Work request A: From the text on orthopedic referral relationships, list every element it says the post-surgical case summary sent to the surgeon should include.
Work request B: Write the next part of the text on building orthopedic referral relationships, starting right after its final sentence.

Text under study:
Building the Orthopedic Referral Relationship
The Initial Approach
Orthopedic surgeons respond to clinical credibility, not sales pitches. Your initial outreach should demonstrate that you understand their clinical world:
- Lead with outcomes data. If you have wound closure rates, time-to-healing data, or SSI resolution statistics, present them. Orthopedic surgeons are data-driven.
- Speak their language. Use orthopedic terminology — dehiscence, hardware exposure, periprosthetic infection — not general wound care language. This signals that you understand their specific complication patterns.
- Offer a case review. Propose reviewing two or three of their recent wound complications together. This demonstrates your clinical approach without requiring a commitment.
Differentiation Through Responsiveness
The orthopedic surgeon's decision to refer is often time-sensitive. A patient calls on Thursday afternoon with a draining surgical wound, and the surgeon needs that patient seen before the weekend. If your practice can guarantee same-day or next-day evaluation for acute post-surgical complications, that responsiveness alone will differentiate you from every competitor.
Build a dedicated triage pathway for orthopedic referrals: a direct phone line to a clinical decision-maker (not a scheduling desk), assessment capacity held for urgent referrals, and a commitment to see acute surgical complications within 24 hours.
The Feedback Loop
After managing a post-surgical wound complication, send the orthopedic surgeon a detailed case summary that includes initial assessment findings, treatment approach, wound progression with measurements, any complications encountered, and final outcome. This case summary serves double duty — it closes the communication loop on the current patient and educates the surgeon on your clinical capabilities for future referrals.

Given records:
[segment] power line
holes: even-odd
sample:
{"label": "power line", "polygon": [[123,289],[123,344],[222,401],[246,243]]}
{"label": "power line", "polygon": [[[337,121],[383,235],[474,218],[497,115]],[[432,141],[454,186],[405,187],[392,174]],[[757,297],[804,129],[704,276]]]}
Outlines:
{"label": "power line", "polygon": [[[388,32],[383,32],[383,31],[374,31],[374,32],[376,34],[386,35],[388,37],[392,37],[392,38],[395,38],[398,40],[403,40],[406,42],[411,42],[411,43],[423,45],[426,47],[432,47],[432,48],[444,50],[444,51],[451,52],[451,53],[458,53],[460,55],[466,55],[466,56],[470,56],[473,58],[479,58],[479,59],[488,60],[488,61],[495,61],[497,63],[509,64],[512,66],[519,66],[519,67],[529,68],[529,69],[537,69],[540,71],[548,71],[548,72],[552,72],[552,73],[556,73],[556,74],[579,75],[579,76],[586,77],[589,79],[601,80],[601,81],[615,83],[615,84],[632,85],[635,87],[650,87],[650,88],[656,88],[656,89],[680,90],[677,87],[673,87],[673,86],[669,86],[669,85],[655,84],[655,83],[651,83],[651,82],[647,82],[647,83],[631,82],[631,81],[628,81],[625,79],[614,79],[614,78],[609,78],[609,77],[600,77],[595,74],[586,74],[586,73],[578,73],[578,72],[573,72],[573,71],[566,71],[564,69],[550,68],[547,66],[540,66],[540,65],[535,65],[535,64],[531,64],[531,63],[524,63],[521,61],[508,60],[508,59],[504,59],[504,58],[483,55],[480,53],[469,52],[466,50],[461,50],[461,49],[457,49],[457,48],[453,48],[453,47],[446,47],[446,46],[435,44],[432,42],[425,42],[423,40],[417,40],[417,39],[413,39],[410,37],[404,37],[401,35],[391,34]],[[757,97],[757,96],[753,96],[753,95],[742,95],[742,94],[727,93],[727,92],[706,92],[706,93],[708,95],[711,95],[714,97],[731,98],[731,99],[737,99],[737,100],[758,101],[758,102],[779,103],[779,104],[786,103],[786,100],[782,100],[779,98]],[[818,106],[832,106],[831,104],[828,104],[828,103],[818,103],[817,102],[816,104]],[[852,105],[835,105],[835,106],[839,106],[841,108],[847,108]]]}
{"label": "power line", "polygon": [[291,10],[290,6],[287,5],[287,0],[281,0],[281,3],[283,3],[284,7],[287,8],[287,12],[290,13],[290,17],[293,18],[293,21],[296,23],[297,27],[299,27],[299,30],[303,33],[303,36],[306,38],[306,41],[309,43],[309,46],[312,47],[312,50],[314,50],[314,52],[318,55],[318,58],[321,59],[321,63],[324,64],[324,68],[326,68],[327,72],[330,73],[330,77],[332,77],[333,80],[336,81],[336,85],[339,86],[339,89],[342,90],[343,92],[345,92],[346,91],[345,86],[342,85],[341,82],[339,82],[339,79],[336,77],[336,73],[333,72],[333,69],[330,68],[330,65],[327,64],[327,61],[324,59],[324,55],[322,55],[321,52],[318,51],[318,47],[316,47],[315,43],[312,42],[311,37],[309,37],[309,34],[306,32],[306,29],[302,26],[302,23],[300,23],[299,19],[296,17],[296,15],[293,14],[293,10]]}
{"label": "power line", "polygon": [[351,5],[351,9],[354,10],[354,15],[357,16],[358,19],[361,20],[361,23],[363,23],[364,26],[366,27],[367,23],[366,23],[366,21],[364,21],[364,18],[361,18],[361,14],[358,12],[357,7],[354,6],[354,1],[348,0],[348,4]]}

Answer area A:
- Initial assessment findings
- Treatment approach
- Wound progression with measurements
- Any complications encountered
- Final outcome

Answer area B:
Scaling the Partnership
Once you establish a working relationship with one orthopedic surgeon, leverage it to expand within the practice. Most orthopedic groups have four to eight surgeons, each with their own patient panel. A positive experience from one surgeon creates an internal referral within the group.
Offer to present wound complication management at their monthly clinical meeting. A 15-minute case presentation showing how you managed a complex post-surgical wound — with photos, measurements, and outcome data — will convert the entire practice into a referral source faster than individual outreach.
Track outcomes by surgeon and share quarterly reports. Orthopedic surgeons care about their complication rates. Showing them that referred complications had shorter healing times or lower progression to reoperation strengthens the partnership and gives them data they can use for their own quality reporting.
Key Takeaways
- Orthopedic surgeons generate high-acuity, consistent referral volume from post-surgical wound complications, and their business model incentivizes referring wound management to specialists.
- Co-management is the model — you manage the wound while the surgeon manages the orthopedic recovery, with clear protocols defining communication, decision authority, and triggers.
- Responsiveness is the differentiator — same-day or next-day evaluation for acute surgical complications is the capability that earns the partnership.
- Outcomes data drives expansion — track healing times and complication rates by surgeon and share quarterly to strengthen the relationship and convert entire orthopedic groups.